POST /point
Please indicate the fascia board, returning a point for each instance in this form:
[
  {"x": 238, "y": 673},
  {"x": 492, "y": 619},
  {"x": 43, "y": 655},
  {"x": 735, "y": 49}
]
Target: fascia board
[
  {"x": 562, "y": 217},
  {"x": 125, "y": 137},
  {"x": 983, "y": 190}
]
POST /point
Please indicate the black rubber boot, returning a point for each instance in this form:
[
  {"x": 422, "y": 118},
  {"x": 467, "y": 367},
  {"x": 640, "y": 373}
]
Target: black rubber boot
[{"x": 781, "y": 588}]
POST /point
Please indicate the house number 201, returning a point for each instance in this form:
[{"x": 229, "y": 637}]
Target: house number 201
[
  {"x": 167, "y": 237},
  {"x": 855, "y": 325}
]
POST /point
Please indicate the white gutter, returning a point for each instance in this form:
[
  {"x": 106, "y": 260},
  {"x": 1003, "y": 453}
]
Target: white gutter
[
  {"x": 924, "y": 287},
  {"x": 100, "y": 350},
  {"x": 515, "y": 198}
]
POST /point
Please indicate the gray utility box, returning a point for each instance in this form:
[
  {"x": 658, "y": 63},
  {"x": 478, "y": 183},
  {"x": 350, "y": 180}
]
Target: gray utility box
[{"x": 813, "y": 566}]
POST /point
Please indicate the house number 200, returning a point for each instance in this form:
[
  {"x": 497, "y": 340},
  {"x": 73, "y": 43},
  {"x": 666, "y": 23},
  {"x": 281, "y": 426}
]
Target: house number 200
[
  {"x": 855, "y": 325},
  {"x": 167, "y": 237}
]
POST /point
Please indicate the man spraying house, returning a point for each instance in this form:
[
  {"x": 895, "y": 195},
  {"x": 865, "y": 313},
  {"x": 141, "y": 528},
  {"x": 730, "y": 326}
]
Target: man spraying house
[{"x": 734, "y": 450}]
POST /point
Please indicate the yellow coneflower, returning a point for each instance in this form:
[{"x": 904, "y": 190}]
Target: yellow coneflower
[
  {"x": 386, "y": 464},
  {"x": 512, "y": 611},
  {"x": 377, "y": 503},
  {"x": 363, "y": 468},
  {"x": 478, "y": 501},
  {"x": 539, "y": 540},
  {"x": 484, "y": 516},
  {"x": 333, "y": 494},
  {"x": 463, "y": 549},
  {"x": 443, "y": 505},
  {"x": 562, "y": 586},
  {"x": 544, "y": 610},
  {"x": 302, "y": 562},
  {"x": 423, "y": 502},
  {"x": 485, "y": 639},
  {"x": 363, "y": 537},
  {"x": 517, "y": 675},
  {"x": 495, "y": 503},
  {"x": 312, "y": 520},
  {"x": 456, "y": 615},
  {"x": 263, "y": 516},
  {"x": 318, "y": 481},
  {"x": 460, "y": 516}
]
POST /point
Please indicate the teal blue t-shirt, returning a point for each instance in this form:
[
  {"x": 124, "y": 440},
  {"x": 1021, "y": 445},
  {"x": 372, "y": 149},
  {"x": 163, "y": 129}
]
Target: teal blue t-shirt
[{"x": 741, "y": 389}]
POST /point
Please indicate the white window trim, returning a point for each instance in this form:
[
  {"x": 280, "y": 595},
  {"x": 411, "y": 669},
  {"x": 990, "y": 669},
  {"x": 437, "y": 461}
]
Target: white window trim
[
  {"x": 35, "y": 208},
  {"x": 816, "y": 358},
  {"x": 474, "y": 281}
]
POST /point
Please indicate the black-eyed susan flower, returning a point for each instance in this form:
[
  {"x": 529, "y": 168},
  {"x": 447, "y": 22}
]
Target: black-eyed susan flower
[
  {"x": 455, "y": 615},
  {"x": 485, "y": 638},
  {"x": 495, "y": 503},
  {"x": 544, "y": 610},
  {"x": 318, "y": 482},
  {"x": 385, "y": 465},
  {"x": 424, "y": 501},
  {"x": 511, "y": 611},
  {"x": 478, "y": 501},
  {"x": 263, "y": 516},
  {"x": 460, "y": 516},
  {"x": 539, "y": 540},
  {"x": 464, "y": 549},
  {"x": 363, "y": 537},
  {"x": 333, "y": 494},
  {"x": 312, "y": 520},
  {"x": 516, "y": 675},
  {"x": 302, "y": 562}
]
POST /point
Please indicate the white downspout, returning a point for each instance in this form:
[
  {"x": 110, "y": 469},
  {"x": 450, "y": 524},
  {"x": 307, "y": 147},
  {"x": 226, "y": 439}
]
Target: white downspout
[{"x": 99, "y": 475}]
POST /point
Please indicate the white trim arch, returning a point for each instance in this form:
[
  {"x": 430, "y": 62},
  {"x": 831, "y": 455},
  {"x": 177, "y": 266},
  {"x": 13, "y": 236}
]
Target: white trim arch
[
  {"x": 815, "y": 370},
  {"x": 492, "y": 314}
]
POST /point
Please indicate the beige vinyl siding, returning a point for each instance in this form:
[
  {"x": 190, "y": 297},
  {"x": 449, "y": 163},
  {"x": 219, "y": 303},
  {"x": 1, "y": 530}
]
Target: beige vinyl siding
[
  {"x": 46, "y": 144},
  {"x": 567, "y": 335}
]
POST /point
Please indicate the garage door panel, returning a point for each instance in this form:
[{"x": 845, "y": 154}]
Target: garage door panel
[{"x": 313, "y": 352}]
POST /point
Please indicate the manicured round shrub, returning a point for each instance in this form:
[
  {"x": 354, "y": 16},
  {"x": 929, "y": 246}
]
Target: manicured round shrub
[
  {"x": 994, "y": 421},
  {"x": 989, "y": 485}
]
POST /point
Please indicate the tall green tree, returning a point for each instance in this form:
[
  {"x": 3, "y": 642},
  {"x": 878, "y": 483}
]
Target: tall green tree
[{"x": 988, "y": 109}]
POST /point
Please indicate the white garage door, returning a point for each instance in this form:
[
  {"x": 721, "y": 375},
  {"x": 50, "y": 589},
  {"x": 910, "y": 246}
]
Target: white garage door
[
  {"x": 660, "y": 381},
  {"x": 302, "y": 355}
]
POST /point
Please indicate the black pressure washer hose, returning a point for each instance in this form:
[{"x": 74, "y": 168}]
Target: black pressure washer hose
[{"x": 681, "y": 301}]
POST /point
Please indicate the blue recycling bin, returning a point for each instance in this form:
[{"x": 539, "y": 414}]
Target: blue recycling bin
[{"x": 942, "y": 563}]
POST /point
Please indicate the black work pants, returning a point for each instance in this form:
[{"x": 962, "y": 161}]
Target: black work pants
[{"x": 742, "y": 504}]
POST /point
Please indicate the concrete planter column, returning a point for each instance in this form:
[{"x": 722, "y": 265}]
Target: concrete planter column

:::

§ **Stated problem**
Tally the lines in the records above that contain the string "downspout", treating uppercase and lowercase as distinct, and reply with the number alone.

§ **Written reply**
2